_Problem details_
Write out each of the items below word for word, with every line kept the same.
[START OF Records for this exercise]
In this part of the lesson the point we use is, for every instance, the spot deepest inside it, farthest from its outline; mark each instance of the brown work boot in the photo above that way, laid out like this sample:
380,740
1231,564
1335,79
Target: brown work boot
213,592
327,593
[END OF Records for this exercise]
_Written answer_
In this part of the lesson the point we use is, for every instance, the spot deepest inside it, farthest from its outline; mark each instance of the brown work boot in the photo above that way, laid out like this sample:
380,740
1231,564
1335,79
Target: brown work boot
213,592
327,593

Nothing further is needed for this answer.